__TEXT PASSAGE__:
————————

I mentioned that it isn’t just VPN’s this is affecting. In 2nd post in this thread I mentioned this also breaks inter-Qube communications for crypto hardware wallet Trezor. In order to use that wallet, it’s “bridge” software must be installed and running in sys-usb, which then communicates on port 21325 with the VM you’re trying to use it in. Setup details are here:

This does not work in any of the TemplateVM’s installed from 4.1 being used as the sys-usb template. Same states as above list. When using copied 4.0 template, it works just fine.

I have setup the configuration for this over a dozen times in recent weeks so it’s definitely not user error not setting up the bridge correctly.

Lastly, another thing that I have noticed, and perhaps this is the ultimate root cause of all of these issues, a default Qubes Template installed in 4.0 and updated to latest updates vs a default 4.1 Template of the same flavor (take Fedora 34 Minimal for example) - the 4.1 version has substantially more pre-installed packages.

I don’t know what all the packages do as I’m no Linux expert but I will provide a list that I outputted for comparison, attached to this post. Two text file exports of all installed packages, with required packages installed to use them as USB & NetVM’s.
q40-f35.txt.log (59.9 KB)
q41-f35.txt.log (102.2 KB)
q40-f34min.txt.log (58.7 KB)
q41-f34min.txt.log (96.8 KB)

Hey

I’m running into the exact same issue, I really appreciate the debugging here.

————————

__DATA LINES__:
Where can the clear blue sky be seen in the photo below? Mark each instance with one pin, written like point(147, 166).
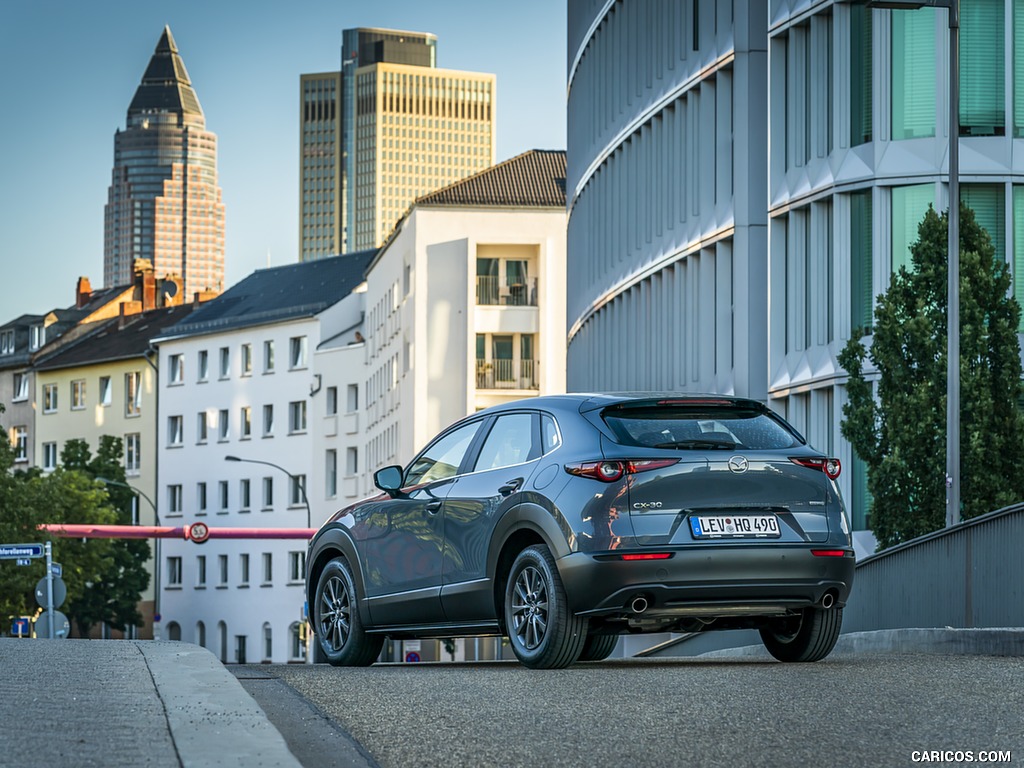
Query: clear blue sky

————————

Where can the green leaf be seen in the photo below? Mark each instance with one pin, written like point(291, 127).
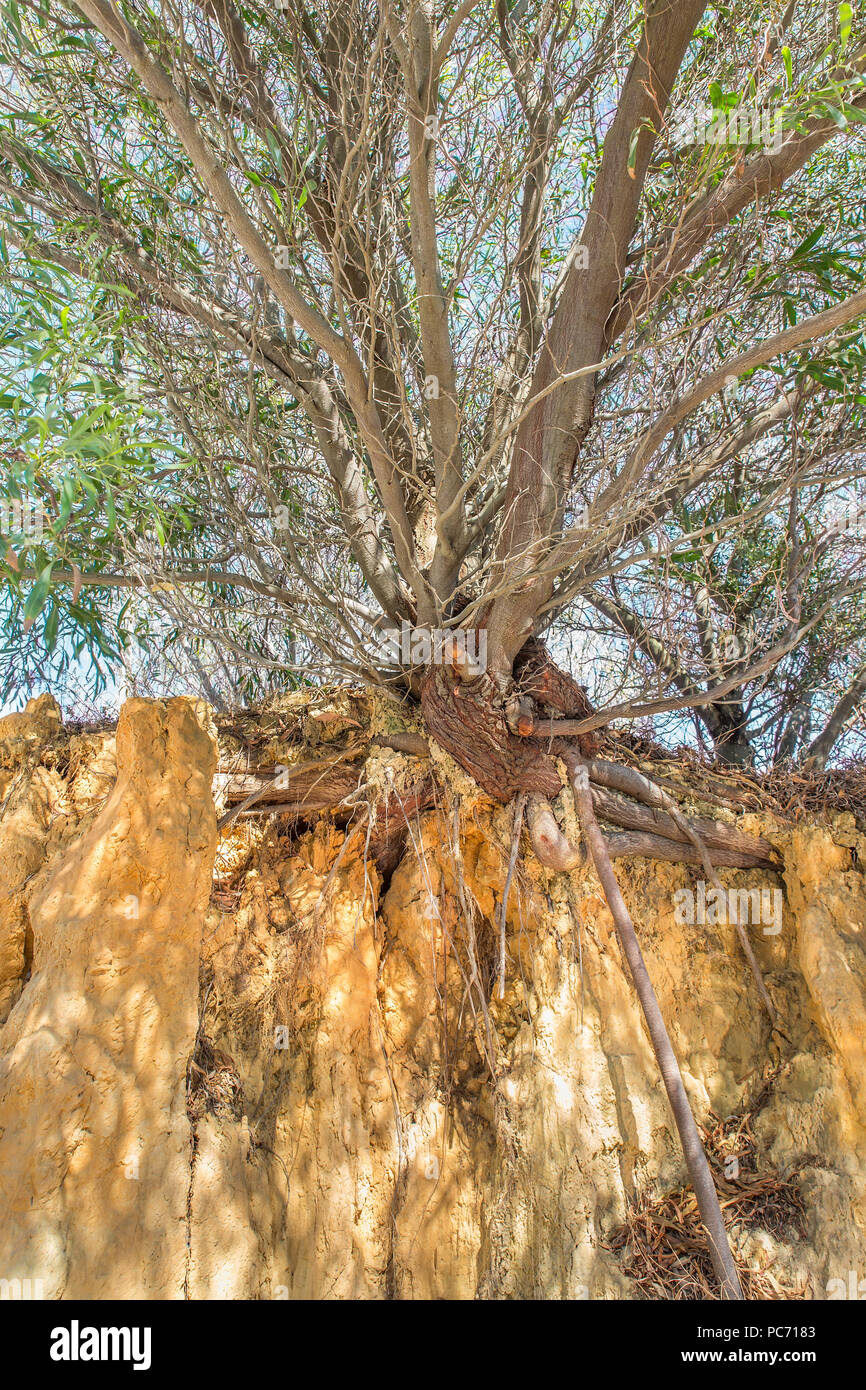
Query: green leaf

————————

__TO BE DONE__:
a - Restate the paragraph of the forum thread that begins "Lastly, another thing that I have noticed" as a short bulleted list that keeps its main facts.
b - In the forum thread, reproduce the passage starting at "Lastly, another thing" and ending at "the debugging here.", substituting "bundled" for "pre-installed".

__ANSWERS TO THE TASKS__:
a -
- This difference may be the ultimate root cause of all the issues.
- The comparison is between a default Qubes Template installed in 4.0 and updated to the latest updates, and a default 4.1 Template of the same flavor, such as Fedora 34 Minimal.
- The 4.1 version has substantially more pre-installed packages.

b -
Lastly, another thing that I have noticed, and perhaps this is the ultimate root cause of all of these issues, a default Qubes Template installed in 4.0 and updated to latest updates vs a default 4.1 Template of the same flavor (take Fedora 34 Minimal for example) - the 4.1 version has substantially more bundled packages.

I don’t know what all the packages do as I’m no Linux expert but I will provide a list that I outputted for comparison, attached to this post. Two text file exports of all installed packages, with required packages installed to use them as USB & NetVM’s.
q40-f35.txt.log (59.9 KB)
q41-f35.txt.log (102.2 KB)
q40-f34min.txt.log (58.7 KB)
q41-f34min.txt.log (96.8 KB)

Hey

I’m running into the exact same issue, I really appreciate the debugging here.